- Task instructions: Output exactly the lines from the line with "like x=13 y=19." through the end of the records below. Include nothing else.

━━━━━━━━━━━━━━━━

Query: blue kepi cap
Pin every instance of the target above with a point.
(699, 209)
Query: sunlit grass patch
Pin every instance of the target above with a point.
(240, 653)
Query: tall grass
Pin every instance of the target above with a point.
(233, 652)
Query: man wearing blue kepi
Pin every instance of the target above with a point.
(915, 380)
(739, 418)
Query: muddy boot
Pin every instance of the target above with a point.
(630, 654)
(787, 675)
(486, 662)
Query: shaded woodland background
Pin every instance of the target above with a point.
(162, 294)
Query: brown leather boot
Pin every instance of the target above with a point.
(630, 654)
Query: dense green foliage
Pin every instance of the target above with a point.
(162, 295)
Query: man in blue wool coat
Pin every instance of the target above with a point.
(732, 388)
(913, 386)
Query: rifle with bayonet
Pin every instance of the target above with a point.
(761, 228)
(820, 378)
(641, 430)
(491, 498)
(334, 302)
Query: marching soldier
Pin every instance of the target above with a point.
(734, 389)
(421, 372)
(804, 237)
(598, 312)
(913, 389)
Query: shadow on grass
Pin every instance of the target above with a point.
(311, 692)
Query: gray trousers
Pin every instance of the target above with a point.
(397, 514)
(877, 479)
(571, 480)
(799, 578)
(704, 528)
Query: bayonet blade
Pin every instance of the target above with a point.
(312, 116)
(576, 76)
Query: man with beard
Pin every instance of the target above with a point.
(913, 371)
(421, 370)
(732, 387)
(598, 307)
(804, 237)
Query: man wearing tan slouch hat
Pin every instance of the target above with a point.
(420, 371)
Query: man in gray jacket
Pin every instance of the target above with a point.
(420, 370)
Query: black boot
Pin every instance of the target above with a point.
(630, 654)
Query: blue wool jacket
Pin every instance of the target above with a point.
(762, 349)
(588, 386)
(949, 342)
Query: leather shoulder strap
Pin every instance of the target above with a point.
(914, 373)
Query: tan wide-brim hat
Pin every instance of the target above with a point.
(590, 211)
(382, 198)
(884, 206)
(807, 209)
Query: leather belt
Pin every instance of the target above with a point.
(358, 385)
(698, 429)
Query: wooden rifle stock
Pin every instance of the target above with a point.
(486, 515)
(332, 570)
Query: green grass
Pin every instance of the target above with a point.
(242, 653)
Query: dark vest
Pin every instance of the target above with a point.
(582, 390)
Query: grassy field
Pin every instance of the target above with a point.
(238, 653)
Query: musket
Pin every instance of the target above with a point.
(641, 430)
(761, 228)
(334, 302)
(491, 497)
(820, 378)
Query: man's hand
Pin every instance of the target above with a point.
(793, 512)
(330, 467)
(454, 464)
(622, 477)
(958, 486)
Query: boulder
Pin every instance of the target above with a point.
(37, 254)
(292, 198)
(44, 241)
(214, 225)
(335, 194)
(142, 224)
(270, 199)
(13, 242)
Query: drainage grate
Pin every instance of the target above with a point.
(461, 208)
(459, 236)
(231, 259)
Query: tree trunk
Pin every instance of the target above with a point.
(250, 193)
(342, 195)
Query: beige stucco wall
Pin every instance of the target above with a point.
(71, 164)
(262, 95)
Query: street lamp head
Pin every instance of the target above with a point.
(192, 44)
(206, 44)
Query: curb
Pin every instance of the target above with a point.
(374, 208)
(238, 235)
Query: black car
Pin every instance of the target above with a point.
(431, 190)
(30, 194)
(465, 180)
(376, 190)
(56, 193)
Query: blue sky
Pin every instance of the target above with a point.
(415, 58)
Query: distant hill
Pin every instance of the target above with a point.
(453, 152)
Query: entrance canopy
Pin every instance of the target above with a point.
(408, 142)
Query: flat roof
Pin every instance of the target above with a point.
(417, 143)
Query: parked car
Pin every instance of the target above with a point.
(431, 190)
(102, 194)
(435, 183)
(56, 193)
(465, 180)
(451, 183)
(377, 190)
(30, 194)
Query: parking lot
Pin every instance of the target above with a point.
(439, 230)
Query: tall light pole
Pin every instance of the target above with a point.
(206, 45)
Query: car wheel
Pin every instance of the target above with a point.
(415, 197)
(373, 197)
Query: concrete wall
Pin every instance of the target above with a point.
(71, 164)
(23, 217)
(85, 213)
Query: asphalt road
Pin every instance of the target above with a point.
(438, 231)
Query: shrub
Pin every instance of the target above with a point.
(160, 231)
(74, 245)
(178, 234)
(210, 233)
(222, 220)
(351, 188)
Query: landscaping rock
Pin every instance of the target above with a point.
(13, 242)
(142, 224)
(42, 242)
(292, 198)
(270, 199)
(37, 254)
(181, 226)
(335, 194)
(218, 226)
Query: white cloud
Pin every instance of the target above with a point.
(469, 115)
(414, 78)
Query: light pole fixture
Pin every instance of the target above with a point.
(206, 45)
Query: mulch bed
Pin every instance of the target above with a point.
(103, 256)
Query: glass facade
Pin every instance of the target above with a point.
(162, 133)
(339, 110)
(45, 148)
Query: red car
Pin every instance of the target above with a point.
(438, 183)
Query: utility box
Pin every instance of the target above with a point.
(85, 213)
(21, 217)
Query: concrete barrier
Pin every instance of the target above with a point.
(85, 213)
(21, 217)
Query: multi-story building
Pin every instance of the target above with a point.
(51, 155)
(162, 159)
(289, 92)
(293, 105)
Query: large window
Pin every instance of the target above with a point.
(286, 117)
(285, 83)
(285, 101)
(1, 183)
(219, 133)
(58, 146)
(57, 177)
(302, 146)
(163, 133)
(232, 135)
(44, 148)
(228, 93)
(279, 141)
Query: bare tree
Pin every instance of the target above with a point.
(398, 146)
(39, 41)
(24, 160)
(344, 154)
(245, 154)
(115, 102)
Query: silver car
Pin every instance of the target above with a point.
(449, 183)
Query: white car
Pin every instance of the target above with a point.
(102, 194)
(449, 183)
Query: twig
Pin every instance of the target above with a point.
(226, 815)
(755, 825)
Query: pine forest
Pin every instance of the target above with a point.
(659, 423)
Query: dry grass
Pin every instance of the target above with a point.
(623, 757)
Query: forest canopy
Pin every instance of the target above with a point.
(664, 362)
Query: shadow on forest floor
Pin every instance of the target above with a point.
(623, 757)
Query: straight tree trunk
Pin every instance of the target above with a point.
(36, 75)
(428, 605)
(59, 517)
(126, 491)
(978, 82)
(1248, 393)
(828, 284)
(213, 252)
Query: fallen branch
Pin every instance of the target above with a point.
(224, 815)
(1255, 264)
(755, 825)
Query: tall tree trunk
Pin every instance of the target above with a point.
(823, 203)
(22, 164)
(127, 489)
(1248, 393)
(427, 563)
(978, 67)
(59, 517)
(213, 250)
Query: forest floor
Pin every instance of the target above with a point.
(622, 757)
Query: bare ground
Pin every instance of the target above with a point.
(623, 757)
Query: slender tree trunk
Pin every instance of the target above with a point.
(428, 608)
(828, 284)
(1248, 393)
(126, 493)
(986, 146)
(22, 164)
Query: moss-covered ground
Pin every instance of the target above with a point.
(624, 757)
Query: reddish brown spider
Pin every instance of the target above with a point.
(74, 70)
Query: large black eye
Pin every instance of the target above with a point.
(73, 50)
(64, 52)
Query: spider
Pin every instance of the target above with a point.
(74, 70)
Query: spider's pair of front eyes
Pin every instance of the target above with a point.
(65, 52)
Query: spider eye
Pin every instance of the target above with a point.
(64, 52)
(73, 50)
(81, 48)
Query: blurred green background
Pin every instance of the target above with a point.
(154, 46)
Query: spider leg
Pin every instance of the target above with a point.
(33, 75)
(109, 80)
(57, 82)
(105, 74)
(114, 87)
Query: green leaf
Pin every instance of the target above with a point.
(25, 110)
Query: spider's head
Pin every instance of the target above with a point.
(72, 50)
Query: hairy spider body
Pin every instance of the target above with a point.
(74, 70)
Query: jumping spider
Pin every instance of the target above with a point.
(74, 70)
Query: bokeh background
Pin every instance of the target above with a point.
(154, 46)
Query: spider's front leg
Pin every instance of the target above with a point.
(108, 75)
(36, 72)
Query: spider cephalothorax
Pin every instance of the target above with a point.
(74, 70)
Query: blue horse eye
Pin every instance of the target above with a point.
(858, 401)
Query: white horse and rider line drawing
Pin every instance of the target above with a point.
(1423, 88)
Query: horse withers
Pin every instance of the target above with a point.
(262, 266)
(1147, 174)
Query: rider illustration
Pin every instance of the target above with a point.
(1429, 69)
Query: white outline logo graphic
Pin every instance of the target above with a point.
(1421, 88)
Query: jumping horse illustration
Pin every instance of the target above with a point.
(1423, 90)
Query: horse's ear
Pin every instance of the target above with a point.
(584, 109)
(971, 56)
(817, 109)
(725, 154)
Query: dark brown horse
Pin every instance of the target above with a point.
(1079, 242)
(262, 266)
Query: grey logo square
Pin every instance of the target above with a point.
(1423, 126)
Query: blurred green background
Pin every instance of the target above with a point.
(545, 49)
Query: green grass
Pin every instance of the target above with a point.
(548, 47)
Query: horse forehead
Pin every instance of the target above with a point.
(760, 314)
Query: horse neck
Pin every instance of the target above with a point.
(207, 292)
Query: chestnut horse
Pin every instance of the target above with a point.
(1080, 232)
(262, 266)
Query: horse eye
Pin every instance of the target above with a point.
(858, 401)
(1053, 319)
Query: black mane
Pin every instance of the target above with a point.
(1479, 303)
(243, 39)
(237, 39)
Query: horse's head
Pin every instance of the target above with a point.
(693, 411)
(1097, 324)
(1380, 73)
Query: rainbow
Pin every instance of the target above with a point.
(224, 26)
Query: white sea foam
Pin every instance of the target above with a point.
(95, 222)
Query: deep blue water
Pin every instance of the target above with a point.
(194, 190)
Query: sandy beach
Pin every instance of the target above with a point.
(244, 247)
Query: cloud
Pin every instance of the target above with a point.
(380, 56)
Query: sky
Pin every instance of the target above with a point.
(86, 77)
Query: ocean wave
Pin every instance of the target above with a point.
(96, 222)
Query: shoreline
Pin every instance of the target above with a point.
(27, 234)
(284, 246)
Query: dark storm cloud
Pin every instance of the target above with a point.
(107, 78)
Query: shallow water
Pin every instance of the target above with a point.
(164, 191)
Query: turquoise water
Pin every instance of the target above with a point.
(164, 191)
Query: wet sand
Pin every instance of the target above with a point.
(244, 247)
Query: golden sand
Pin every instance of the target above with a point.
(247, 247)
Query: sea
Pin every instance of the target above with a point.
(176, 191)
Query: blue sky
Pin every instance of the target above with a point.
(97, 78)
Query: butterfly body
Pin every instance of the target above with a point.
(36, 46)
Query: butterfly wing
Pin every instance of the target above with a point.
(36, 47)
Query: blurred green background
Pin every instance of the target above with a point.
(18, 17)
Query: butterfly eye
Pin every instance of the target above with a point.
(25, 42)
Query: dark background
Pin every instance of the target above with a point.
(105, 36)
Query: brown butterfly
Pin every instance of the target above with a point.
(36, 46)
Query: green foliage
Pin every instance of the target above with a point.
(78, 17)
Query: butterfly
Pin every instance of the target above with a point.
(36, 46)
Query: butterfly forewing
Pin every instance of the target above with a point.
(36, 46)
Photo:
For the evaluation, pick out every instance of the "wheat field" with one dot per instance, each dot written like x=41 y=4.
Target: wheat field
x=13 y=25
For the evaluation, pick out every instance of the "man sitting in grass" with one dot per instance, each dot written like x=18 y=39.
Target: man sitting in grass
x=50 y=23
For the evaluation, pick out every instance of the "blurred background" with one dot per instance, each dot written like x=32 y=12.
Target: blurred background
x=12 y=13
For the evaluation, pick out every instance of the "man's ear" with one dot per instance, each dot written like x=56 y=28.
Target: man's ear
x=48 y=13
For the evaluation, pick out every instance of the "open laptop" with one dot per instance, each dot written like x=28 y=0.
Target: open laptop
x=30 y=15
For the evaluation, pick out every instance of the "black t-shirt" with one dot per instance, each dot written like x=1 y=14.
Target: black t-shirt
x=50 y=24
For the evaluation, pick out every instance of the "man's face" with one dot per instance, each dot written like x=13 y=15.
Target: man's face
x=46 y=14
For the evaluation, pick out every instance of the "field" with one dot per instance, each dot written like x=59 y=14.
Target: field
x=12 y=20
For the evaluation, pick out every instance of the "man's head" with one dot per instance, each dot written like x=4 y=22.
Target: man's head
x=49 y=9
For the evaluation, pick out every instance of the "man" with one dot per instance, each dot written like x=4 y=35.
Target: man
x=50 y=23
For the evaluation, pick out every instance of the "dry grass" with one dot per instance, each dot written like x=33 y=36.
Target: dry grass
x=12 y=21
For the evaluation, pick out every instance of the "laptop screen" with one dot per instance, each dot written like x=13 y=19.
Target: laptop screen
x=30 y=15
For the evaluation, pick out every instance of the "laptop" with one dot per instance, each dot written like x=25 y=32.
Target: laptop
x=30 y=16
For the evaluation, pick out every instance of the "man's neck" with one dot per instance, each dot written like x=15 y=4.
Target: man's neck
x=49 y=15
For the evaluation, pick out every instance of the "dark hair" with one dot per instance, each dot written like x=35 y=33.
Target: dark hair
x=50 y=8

━━━━━━━━━━━━━━━━

- Solution to this exercise:
For the evaluation, pick out every instance of the "laptop screen" with one dot per instance, each dot written like x=13 y=19.
Target: laptop screen
x=30 y=15
For the evaluation, pick out every instance of the "laptop" with one dot per instance, each dot written like x=25 y=32.
Target: laptop
x=30 y=16
For the evaluation, pick out every instance of the "man's neck" with one dot per instance, each dot written like x=15 y=4.
Target: man's neck
x=49 y=15
For the evaluation, pick out every instance of the "dark hair" with one dot per instance, each dot written like x=35 y=33.
Target: dark hair
x=50 y=8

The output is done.